__Data for the task__:
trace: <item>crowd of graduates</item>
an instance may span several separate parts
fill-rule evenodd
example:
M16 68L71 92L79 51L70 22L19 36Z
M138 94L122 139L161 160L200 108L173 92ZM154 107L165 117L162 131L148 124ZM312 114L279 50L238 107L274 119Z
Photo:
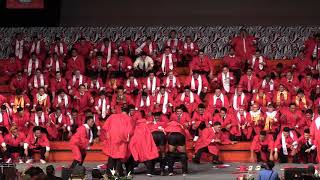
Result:
M256 153L257 161L316 163L319 42L319 34L310 37L290 66L268 66L242 29L221 69L211 69L197 42L175 30L162 49L152 37L142 44L81 37L68 49L59 37L45 44L17 33L1 70L12 92L0 96L4 159L19 152L20 163L25 156L30 163L40 150L45 163L49 141L70 140L74 167L101 141L110 169L144 162L152 175L156 159L172 175L175 161L188 172L186 143L194 163L206 152L220 164L219 146L252 141L252 161ZM181 77L176 69L185 66L190 73Z

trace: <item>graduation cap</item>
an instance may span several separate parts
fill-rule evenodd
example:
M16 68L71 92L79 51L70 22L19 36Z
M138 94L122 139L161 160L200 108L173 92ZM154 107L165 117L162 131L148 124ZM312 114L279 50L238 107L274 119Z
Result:
M153 112L153 113L152 113L153 116L161 116L161 114L162 114L162 113L161 113L160 111L159 111L159 112Z

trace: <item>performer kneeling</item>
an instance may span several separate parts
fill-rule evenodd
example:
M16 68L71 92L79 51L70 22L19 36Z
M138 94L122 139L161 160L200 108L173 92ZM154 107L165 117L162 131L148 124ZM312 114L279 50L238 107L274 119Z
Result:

__Task prompt__: Restate each line of the material word for word, skipping any picture.

__Problem solution__:
trace: <item>crowd of graduates</item>
an instance may span several separate parts
fill-rule evenodd
example:
M16 68L71 92L79 51L70 22L19 36Z
M138 94L122 139L161 160L200 108L173 92ZM154 107L165 117L162 131L148 124ZM312 114L279 50L238 107L274 119Z
Photo:
Result:
M256 153L257 161L316 163L319 42L319 34L310 37L290 66L268 66L242 29L221 69L211 69L197 42L175 30L162 49L152 37L142 44L81 37L68 49L59 37L45 44L17 33L1 70L12 92L0 96L4 159L19 152L20 163L25 156L30 163L40 150L45 163L49 141L70 140L74 167L101 141L110 169L144 162L152 175L156 159L172 175L175 161L188 172L186 143L194 163L206 152L220 164L219 146L252 141L252 161ZM181 77L176 69L185 66L190 73Z

trace: <item>graduation cap</item>
an instance may span several separate parts
fill-rule evenodd
example:
M16 68L71 92L79 51L70 22L19 36Z
M138 94L122 139L161 160L200 108L173 92ZM154 107L165 117L162 131L148 124ZM312 114L279 50L238 107L274 119Z
Result:
M153 112L153 113L152 113L153 116L161 116L161 114L162 114L162 113L161 113L160 111L159 111L159 112Z

trace: <item>performer kneeling</item>
an instance may span several separate parts
fill-rule evenodd
example:
M16 68L71 92L79 51L70 22L19 36Z
M138 94L122 139L161 160L200 108L173 92ZM154 107L165 117L162 131L148 124ZM312 114L279 50L238 107L274 119Z
Result:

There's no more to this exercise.